» **CHALLENGE**
Starting at the line that has "I'd appreciate your help detecting the recessed" and running through the last of the rows, rewrite those lines with "recessed ceiling light" changed to "floor lamp" and everything else left as it is.

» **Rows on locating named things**
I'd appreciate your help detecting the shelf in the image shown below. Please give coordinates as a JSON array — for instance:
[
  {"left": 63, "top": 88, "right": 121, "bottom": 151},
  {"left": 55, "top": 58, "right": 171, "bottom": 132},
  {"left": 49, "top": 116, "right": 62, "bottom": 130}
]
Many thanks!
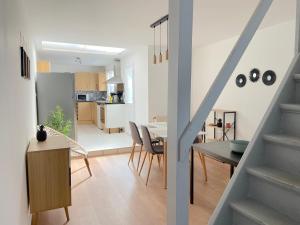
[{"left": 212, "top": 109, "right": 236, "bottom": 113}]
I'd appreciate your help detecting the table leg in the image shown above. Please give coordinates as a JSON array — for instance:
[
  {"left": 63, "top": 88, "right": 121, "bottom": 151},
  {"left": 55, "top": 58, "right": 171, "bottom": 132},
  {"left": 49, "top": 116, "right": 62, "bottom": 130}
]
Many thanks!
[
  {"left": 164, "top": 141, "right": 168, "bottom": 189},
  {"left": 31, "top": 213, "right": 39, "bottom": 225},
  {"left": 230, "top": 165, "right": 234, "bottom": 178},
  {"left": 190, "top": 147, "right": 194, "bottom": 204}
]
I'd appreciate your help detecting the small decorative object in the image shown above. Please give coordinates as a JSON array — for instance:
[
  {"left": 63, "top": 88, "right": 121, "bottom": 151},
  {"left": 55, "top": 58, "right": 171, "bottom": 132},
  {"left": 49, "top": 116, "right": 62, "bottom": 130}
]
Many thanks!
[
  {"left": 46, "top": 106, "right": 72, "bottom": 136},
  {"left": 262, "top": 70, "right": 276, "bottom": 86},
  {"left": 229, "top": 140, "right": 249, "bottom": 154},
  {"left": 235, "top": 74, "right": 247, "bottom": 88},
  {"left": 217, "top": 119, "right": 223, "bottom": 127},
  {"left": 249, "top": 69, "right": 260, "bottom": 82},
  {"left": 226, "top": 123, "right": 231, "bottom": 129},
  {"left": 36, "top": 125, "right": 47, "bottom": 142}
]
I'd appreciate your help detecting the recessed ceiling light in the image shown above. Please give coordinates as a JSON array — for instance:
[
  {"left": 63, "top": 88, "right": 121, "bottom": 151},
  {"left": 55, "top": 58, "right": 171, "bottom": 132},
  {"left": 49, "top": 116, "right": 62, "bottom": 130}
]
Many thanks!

» **RESULT OF THIS TASK**
I'd appreciate your help detecting the floor lamp in the image shown above. Please give coordinates as a JSON array — for instance:
[
  {"left": 63, "top": 88, "right": 121, "bottom": 151},
  {"left": 55, "top": 58, "right": 171, "bottom": 132},
  {"left": 49, "top": 116, "right": 62, "bottom": 130}
]
Many thanks!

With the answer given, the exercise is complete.